- **Task statement**
Recast every line of the entries below as a JSON list of strings, with one string per line and no blank lines.

**** Extracted data ****

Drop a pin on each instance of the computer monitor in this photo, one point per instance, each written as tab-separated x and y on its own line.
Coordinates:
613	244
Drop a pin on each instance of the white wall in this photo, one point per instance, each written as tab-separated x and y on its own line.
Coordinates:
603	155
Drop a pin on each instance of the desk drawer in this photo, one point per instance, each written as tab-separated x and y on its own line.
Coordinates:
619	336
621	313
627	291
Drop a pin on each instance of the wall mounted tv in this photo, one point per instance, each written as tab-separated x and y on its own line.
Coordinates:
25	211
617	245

****

- **Reply to the task**
[
  "Drop a pin on each instance of the computer monitor in this photo, one point per instance, each written as tab-separated x and y on its own line.",
  "Coordinates:",
  "613\t244",
  "Drop a pin on each instance of the white wall in this photo, one point per instance, each written as tab-separated x and y on its own line.",
  "Coordinates:",
  "603\t155",
  "Drop a pin on each instance of the desk drawer in this photo, one point per instance, each written as tab-separated x and y on its own line.",
  "Coordinates:",
  "619\t336",
  "621\t313",
  "627\t291",
  "Drop a pin on each instance of the wall mounted tv in this photo, one point per instance, each written as tab-separated x and y on its own line.",
  "Coordinates:",
  "25\t211",
  "617\t245"
]